TASK INSTRUCTIONS.
Copy out all of the records below, swapping each "set a single point" for "mark one spot" and changing nothing else. Leave the pictures out of your answer.

========================================================================

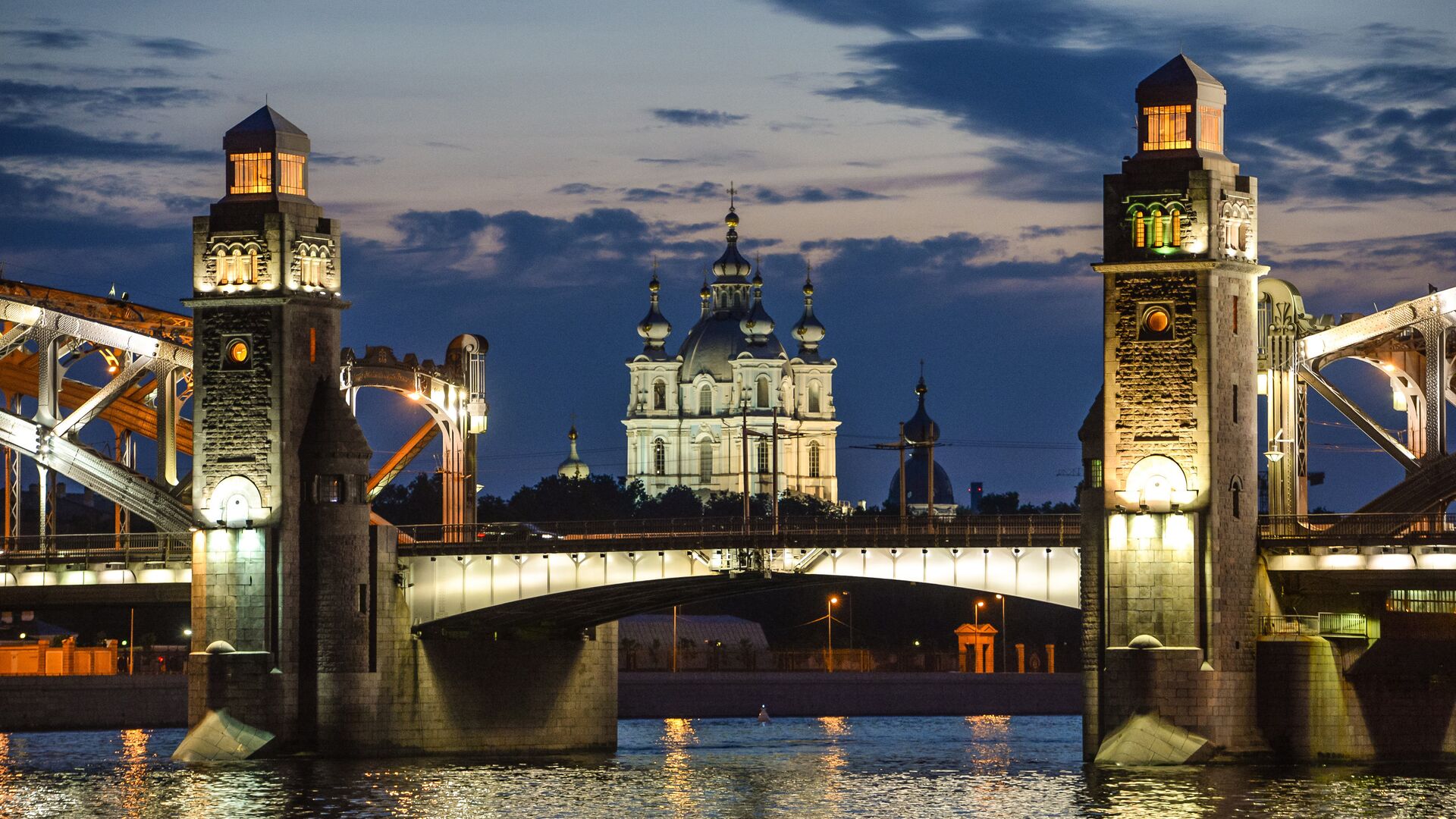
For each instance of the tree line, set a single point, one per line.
(610, 497)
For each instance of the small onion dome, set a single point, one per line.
(731, 264)
(654, 327)
(574, 466)
(808, 331)
(921, 430)
(758, 325)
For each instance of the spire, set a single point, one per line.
(654, 327)
(808, 331)
(574, 466)
(758, 325)
(921, 430)
(731, 267)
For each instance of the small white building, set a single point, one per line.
(689, 413)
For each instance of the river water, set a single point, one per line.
(731, 768)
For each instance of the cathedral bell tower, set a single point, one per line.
(1169, 499)
(265, 280)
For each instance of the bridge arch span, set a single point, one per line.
(580, 589)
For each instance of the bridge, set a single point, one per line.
(484, 576)
(318, 627)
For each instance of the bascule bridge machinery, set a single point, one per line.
(139, 381)
(1407, 343)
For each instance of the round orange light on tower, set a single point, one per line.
(1156, 319)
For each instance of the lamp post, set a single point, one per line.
(829, 632)
(1003, 630)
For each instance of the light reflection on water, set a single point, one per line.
(730, 768)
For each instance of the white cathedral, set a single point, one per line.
(731, 379)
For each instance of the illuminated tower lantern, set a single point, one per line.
(1169, 497)
(267, 607)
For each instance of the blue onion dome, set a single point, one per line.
(574, 466)
(921, 430)
(654, 327)
(808, 331)
(758, 325)
(731, 264)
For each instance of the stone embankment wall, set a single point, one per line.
(880, 694)
(79, 703)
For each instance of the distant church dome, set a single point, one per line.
(921, 431)
(574, 466)
(734, 321)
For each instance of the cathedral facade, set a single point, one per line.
(731, 407)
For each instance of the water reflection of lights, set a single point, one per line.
(133, 770)
(989, 746)
(836, 760)
(677, 774)
(835, 726)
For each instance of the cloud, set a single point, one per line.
(1034, 79)
(131, 72)
(698, 117)
(66, 143)
(1037, 231)
(50, 39)
(344, 159)
(172, 47)
(810, 196)
(46, 99)
(579, 190)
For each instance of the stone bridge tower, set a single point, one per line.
(1169, 499)
(265, 280)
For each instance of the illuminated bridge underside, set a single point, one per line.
(590, 588)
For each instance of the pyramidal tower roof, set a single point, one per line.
(265, 121)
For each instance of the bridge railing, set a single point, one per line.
(1301, 532)
(1323, 624)
(145, 547)
(563, 535)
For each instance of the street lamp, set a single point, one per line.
(829, 632)
(1003, 630)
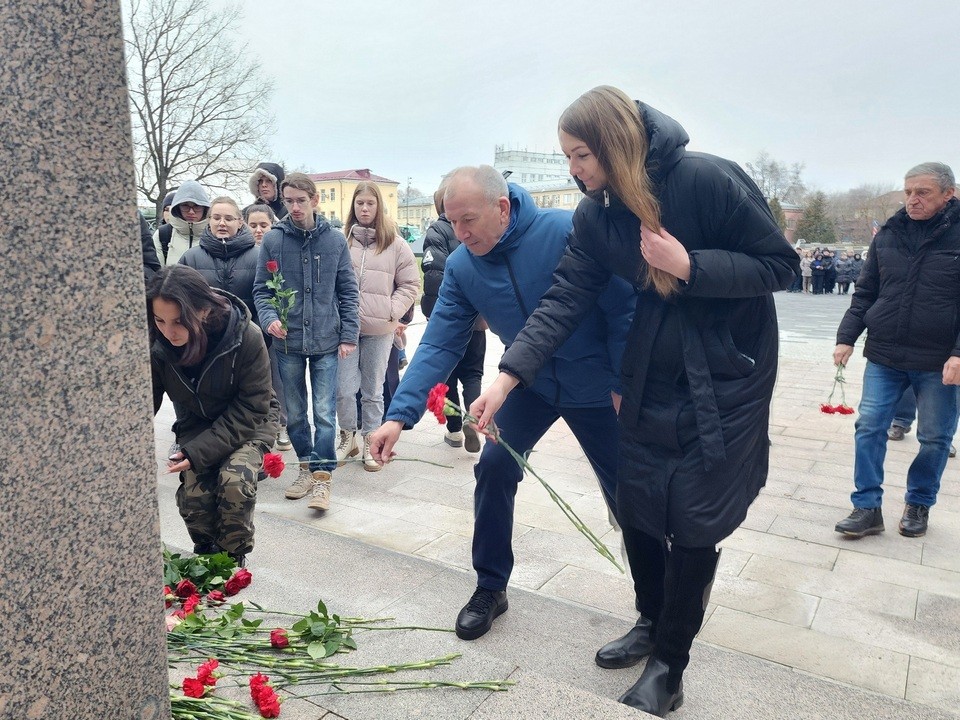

========================================================================

EXERCISE SOLUTION.
For each instance of the tree line, mark one spot, one per line.
(610, 497)
For each instance of the small onion dome, mark one spot, one per line.
(731, 264)
(654, 327)
(574, 466)
(808, 331)
(921, 430)
(758, 325)
For each instance of the spire, mark one spot, one per line.
(654, 327)
(808, 331)
(574, 466)
(758, 325)
(921, 430)
(731, 267)
For each instance of the small white building, mark one spot, one per line.
(689, 413)
For each instance of the river water, mark one spot, one per line.
(731, 768)
For each instance of the cathedral bell tower, mark one spot, one per line.
(1169, 499)
(265, 280)
For each instance of the bridge arch span, mark one spot, one per line.
(580, 589)
For each instance of the bridge, mark one spot, one per line.
(484, 576)
(318, 627)
For each instance of the bascule bridge machinery, mark one spot, one per line.
(139, 381)
(1407, 343)
For each instance of the round orange light on tower, mark one spot, one per line.
(1156, 319)
For each instance of the lamp post, mark one spot, one per line.
(829, 632)
(1003, 630)
For each instance of the light reflection on water, mark one spot, one per line.
(730, 768)
For each instance of the white cathedral, mark one spot, one per line.
(731, 379)
For each instance of the illuminated tower lantern, mark one spot, one per line.
(1169, 497)
(267, 607)
For each instance of the blue onion dome, mark one spot, one per line.
(574, 466)
(921, 430)
(654, 327)
(808, 331)
(758, 325)
(731, 264)
For each instance of the stone embankment wall, mark one spot, one per line.
(880, 694)
(79, 703)
For each instance of the distant church dome, mark one spot, one per line.
(921, 431)
(574, 466)
(734, 321)
For each instance of the cathedral facade, mark one spot, one per line.
(731, 407)
For each instance of the water reflection of lights, mark one spot, one per line.
(133, 770)
(989, 746)
(836, 760)
(677, 774)
(835, 726)
For each instance of the cloud, mark one spot, one per line.
(1034, 79)
(131, 72)
(698, 117)
(66, 143)
(1037, 231)
(50, 39)
(344, 159)
(172, 47)
(810, 196)
(46, 99)
(579, 190)
For each instance of the stone bridge tower, mark one spot, one per line.
(1169, 499)
(265, 280)
For each instance of the illuminated bridge underside, mark one spot, one per line.
(590, 588)
For each instance of the pyramidal tower roof, mark one spot, one per line.
(265, 121)
For each instance of the bridge railing, mark one spot, one per line.
(1301, 532)
(1323, 624)
(145, 547)
(563, 535)
For each instance of the street lamp, mark one spot, one per line.
(829, 632)
(1003, 630)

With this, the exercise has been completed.